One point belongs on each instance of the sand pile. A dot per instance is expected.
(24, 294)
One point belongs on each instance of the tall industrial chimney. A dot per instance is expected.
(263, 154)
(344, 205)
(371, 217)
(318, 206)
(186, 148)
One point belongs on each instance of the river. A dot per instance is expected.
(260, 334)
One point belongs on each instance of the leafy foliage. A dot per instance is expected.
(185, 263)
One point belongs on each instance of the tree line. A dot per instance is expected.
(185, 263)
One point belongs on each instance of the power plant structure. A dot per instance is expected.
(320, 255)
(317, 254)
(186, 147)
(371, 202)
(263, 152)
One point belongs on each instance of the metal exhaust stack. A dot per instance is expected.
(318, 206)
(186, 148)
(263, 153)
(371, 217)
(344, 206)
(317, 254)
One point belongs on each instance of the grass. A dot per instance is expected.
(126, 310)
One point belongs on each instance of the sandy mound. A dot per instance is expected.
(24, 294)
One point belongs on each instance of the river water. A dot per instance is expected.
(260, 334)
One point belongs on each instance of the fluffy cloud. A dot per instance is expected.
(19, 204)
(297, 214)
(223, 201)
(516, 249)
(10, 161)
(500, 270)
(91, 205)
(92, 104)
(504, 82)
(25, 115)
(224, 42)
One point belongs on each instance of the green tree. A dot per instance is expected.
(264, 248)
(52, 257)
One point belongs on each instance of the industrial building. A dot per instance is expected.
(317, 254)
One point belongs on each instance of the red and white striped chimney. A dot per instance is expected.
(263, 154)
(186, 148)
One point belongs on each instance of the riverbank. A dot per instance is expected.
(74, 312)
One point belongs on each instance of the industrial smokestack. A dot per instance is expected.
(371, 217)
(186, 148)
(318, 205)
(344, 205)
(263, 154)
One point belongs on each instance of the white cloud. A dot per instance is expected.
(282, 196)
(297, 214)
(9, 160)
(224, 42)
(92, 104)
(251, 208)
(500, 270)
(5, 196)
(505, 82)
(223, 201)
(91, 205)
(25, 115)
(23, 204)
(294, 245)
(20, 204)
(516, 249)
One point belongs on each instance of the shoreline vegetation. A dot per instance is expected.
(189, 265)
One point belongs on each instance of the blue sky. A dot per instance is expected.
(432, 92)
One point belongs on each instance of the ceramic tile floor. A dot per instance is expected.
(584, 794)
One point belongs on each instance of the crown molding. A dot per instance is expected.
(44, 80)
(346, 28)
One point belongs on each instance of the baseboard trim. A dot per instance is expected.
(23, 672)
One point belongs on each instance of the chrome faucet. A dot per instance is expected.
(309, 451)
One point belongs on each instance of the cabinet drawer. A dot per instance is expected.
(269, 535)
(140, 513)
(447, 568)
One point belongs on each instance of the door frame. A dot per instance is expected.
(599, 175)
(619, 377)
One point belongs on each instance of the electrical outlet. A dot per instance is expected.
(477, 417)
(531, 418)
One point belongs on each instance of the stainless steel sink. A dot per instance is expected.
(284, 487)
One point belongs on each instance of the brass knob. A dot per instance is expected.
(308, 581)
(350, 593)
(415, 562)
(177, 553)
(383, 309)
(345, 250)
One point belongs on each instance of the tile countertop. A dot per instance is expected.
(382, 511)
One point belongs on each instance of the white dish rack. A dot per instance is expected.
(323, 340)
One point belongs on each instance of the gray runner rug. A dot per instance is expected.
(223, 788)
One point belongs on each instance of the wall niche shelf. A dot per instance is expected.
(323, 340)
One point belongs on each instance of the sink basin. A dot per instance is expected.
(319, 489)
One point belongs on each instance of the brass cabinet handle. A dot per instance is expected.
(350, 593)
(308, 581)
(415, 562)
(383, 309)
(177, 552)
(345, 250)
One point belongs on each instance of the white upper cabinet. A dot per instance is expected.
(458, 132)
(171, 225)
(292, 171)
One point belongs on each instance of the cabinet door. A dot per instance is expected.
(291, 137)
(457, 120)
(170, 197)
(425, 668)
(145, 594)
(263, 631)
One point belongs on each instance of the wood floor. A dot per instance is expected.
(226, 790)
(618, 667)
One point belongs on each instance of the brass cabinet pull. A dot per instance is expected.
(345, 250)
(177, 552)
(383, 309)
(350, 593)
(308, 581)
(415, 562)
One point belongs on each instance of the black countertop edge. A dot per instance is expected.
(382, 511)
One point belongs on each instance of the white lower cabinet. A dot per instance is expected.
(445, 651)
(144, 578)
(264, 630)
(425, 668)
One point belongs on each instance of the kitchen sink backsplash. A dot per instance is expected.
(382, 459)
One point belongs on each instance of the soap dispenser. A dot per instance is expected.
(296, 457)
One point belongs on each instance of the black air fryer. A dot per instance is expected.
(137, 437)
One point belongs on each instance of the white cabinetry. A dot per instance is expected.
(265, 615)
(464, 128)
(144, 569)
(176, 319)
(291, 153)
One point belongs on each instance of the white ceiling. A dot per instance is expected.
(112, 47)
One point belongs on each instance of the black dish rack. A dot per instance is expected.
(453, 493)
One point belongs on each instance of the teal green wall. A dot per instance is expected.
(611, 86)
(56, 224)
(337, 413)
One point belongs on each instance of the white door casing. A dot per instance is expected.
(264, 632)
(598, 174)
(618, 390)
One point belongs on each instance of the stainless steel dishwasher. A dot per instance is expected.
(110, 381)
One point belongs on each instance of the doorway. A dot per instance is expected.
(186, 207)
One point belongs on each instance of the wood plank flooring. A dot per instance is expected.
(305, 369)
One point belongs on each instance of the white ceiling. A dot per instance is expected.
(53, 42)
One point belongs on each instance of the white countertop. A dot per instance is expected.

-------------------------

__Your instructions__:
Restate all of the entries exactly, please.

__Reply__:
One point belongs on each instance of the sand pile. A dot per instance is expected.
(24, 294)
One point belongs on each instance of the tall industrial chimney. A dot per instance is expected.
(263, 154)
(344, 205)
(371, 217)
(318, 206)
(186, 148)
One point belongs on each instance of the river. A dot per instance is expected.
(260, 334)
One point belongs on each instance of the leafy foliage. A dot per instance is expected.
(185, 263)
One point belongs on each instance of the tree line. A dot per instance is expected.
(185, 263)
One point belongs on each instance of the power plant structure. A dot per instance is expected.
(320, 255)
(317, 254)
(186, 147)
(371, 202)
(263, 152)
One point belongs on each instance of the metal exhaust stack. A dot per instance is expected.
(318, 206)
(186, 148)
(263, 153)
(371, 217)
(344, 206)
(317, 254)
One point belongs on each instance of the grass. A dot per instance is expected.
(126, 310)
One point belongs on each instance of the sandy mound. A dot per instance is expected.
(24, 294)
One point belongs on each instance of the river water. A dot per instance is expected.
(260, 334)
One point belongs on each instance of the fluffy cloud. A dot per instance is expected.
(19, 204)
(297, 214)
(223, 201)
(516, 249)
(10, 161)
(500, 270)
(91, 205)
(92, 104)
(504, 82)
(25, 115)
(224, 42)
One point belongs on each instance of the green tree. A dot per instance is expected.
(264, 248)
(52, 257)
One point belongs on each instance of the industrial building. A dot per instance is expected.
(317, 254)
One point belongs on each instance of the red and white striped chimney. A dot per instance is expected.
(263, 154)
(186, 148)
One point belongs on each instance of the riverbank. A dot per instance is expected.
(74, 312)
One point belongs on each instance of the industrial smokestack. A dot per instance is expected.
(371, 217)
(186, 148)
(318, 205)
(344, 205)
(263, 154)
One point belongs on each instance of the white cloud. A dot per instance is expected.
(282, 196)
(297, 214)
(9, 160)
(224, 42)
(92, 104)
(251, 208)
(500, 270)
(5, 196)
(505, 82)
(223, 201)
(91, 205)
(25, 115)
(23, 204)
(294, 245)
(20, 204)
(516, 249)
One point belongs on each instance of the shoreline vegetation. A dot per instance is expected.
(189, 265)
One point belongs on each instance of the blue sky. A dot per instance is expected.
(432, 92)
One point belongs on each instance of the ceramic tile floor. A dot per instance is expected.
(584, 794)
One point belongs on each instance of the crown molding. A dot per instance is expected.
(44, 80)
(346, 28)
One point belongs on each instance of the baseboard trim. A dot per instance is expected.
(23, 672)
One point belongs on each instance of the chrome faucet. A dot per instance is expected.
(309, 451)
One point belongs on each instance of the cabinet drawer. A dot per instance is expected.
(269, 535)
(140, 513)
(447, 568)
One point belongs on each instance of the door frame. A dot per instance is expected.
(599, 175)
(619, 377)
One point belongs on each instance of the electrical outlet. A dot per instance is expected.
(477, 417)
(531, 418)
One point belongs on each instance of the stainless steel sink. A dot per instance is expected.
(284, 487)
One point belongs on each instance of the brass knob. A dot per instance is expected.
(308, 581)
(350, 593)
(415, 562)
(177, 553)
(383, 309)
(345, 250)
One point belongs on each instance of the tile countertop. A dot per instance is expected.
(382, 511)
One point belongs on each instance of the white dish rack. A dot per instance is expected.
(323, 340)
One point belongs on each instance of the gray runner rug. A dot per instance is expected.
(223, 788)
One point belongs on each instance of the wall niche shelf. A dot per instance is expected.
(323, 340)
One point belongs on each instance of the sink basin. A dot per instance is expected.
(319, 489)
One point belongs on each instance of the brass cabinet handle. A dot per instance is expected.
(350, 593)
(308, 581)
(415, 562)
(383, 309)
(177, 552)
(345, 250)
One point belongs on each instance of the white upper cabinet. A dot per instance is expected.
(458, 132)
(171, 225)
(292, 171)
One point belongs on each instance of the cabinet door. A dot per instance is expected.
(291, 137)
(457, 120)
(170, 197)
(425, 668)
(145, 594)
(263, 631)
One point belongs on each instance of the wood floor. A dot per instance is expected.
(226, 790)
(618, 667)
One point belongs on each instance of the brass cabinet pull. A dot per instance is expected.
(345, 250)
(177, 552)
(383, 309)
(350, 593)
(308, 581)
(415, 562)
One point belongs on each instance of the black countertop edge. A dot per instance is expected.
(382, 511)
One point belongs on each instance of the white lower cabinet. A dot per instance is expected.
(445, 651)
(144, 578)
(264, 630)
(425, 668)
One point belongs on each instance of the kitchen sink backsplash. A dot per instance is expected.
(382, 459)
One point belongs on each instance of the soap dispenser. A dot per instance is expected.
(296, 457)
One point belongs on each instance of the black air fryer. A dot per instance is expected.
(137, 437)
One point belongs on each instance of the white cabinetry. A dot per instance is expected.
(265, 615)
(464, 128)
(144, 569)
(176, 319)
(291, 153)
One point belongs on each instance of the white ceiling. A dot per instance is expected.
(112, 47)
One point belongs on each instance of the black dish rack. A dot per instance is expected.
(453, 493)
One point belongs on each instance of the teal green wall. A dot per instance is expected.
(611, 86)
(56, 224)
(337, 413)
One point belongs on each instance of the white door casing. A dot per instance is expected.
(264, 632)
(598, 174)
(618, 390)
One point belongs on each instance of the stainless steel dishwasher. A dot per instance is expected.
(110, 381)
One point belongs on each instance of the doorway. A dot per instance is expected.
(186, 207)
One point belongs on each instance of the wood plank flooring. A dot per instance is expected.
(305, 369)
One point belongs on each instance of the white ceiling. A dot per instance is expected.
(53, 42)
One point belongs on each instance of the white countertop. A dot per instance is expected.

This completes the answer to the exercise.